## Exercise objective
Nothing may be dropped or altered: reproduce all the data.

## Data to process
_ _ _ _

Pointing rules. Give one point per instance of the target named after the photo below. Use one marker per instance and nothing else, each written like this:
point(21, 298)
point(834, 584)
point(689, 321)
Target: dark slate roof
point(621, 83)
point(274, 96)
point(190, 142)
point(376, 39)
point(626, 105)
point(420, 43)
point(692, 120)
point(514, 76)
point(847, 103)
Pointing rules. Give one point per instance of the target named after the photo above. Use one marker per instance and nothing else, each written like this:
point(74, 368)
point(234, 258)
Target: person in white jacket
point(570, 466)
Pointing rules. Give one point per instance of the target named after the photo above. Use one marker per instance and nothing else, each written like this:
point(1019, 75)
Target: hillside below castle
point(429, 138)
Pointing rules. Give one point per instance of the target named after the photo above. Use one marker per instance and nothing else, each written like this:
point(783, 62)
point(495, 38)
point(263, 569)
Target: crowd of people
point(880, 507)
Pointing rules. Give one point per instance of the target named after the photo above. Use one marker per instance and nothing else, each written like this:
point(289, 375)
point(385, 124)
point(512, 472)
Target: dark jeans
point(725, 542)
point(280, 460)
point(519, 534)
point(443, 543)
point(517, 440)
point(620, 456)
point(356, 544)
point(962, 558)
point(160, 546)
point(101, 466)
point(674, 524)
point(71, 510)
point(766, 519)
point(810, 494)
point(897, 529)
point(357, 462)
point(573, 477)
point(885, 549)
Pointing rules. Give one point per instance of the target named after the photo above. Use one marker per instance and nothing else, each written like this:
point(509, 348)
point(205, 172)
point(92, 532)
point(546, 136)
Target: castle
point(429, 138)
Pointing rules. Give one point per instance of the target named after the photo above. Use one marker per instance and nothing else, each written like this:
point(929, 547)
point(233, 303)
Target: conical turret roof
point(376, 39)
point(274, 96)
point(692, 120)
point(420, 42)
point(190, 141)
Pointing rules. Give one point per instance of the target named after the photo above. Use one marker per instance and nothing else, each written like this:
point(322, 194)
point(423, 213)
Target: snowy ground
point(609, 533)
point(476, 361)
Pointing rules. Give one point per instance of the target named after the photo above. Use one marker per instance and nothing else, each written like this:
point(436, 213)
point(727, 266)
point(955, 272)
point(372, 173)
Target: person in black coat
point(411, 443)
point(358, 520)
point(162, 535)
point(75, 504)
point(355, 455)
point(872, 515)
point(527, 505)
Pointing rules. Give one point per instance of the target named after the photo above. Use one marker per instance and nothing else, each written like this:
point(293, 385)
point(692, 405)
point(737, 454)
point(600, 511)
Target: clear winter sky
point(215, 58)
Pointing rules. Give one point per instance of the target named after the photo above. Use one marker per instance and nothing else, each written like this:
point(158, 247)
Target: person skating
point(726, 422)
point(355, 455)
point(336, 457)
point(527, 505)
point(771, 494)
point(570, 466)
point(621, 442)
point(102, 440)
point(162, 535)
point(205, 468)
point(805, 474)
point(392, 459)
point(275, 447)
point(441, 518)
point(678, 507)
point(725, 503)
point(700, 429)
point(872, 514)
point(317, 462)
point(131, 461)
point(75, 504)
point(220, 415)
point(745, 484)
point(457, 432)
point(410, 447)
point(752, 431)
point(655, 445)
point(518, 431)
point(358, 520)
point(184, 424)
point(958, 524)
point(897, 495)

_ _ _ _

## Problem solution
Pointing rules. Give one point per instance of the target named after the photo below. Use one marker per instance and nothing else, each written like this:
point(21, 298)
point(834, 584)
point(689, 321)
Target: dark slate roof
point(621, 83)
point(274, 96)
point(190, 142)
point(376, 39)
point(626, 105)
point(420, 43)
point(692, 120)
point(514, 76)
point(847, 103)
Pointing rules. Give one point per instance of the target named after the photo above. Use one marker per instance and nothing else, each written like this:
point(74, 368)
point(234, 258)
Target: person in white jacket
point(570, 466)
Pointing rules. Give one point per instance of the target named after the photo above. Use one marker per instance and nothing else, each written like this:
point(1019, 75)
Target: hillside below castle
point(429, 138)
Pointing rules. Give one point per instance of the target named after the photo above. Use one marker per instance and nothing else, each written like this:
point(783, 62)
point(495, 38)
point(263, 569)
Target: crowd of people
point(880, 507)
Pointing rules. Give one point per instance of the target named after the photo above. Use one marker per instance and nothing else, each written like this:
point(289, 375)
point(385, 124)
point(512, 472)
Target: dark jeans
point(725, 542)
point(280, 460)
point(519, 534)
point(443, 543)
point(517, 440)
point(620, 456)
point(356, 544)
point(962, 558)
point(160, 546)
point(101, 466)
point(674, 524)
point(71, 510)
point(766, 519)
point(810, 494)
point(897, 529)
point(357, 462)
point(573, 477)
point(885, 549)
Pointing rules. Give one point per instance of the target named after the photo above. Use one marker per instance and nothing else, each written like this:
point(509, 348)
point(205, 172)
point(92, 532)
point(546, 136)
Target: castle
point(429, 138)
Pointing rules. Give one point per instance of the target named after the photo above. Use one marker per instance and nothing else, each written like this:
point(929, 547)
point(233, 303)
Target: conical turret roof
point(376, 39)
point(274, 96)
point(692, 120)
point(420, 42)
point(190, 141)
Pointing rules. Give one point per instance of the target named after the photo above. Use one marker per instance and nothing else, each written like this:
point(322, 194)
point(423, 213)
Target: snowy ground
point(609, 533)
point(476, 361)
Pointing rules. Give one point per instance of the target named after the photo above. Use one marker per instance and nothing else, each written like this:
point(436, 213)
point(727, 266)
point(955, 272)
point(372, 173)
Target: person in black coat
point(411, 443)
point(358, 520)
point(162, 535)
point(75, 504)
point(355, 455)
point(872, 515)
point(527, 505)
Pointing rules. Give one point per instance of the target named after the photo above. Use one marker per instance and nothing else, each written like this:
point(293, 385)
point(692, 405)
point(737, 454)
point(600, 511)
Target: clear winter sky
point(215, 58)
Pointing rules. Give one point per instance of the target named after the photo above. Use one marker per instance and nothing else, each written like this:
point(158, 247)
Target: person skating
point(726, 422)
point(355, 455)
point(336, 457)
point(527, 505)
point(771, 494)
point(570, 466)
point(621, 442)
point(102, 440)
point(162, 535)
point(205, 468)
point(805, 474)
point(392, 459)
point(275, 447)
point(441, 518)
point(678, 507)
point(725, 503)
point(700, 429)
point(872, 514)
point(317, 462)
point(131, 461)
point(75, 504)
point(220, 415)
point(745, 484)
point(457, 432)
point(410, 447)
point(752, 431)
point(655, 445)
point(518, 431)
point(358, 520)
point(184, 424)
point(958, 524)
point(897, 495)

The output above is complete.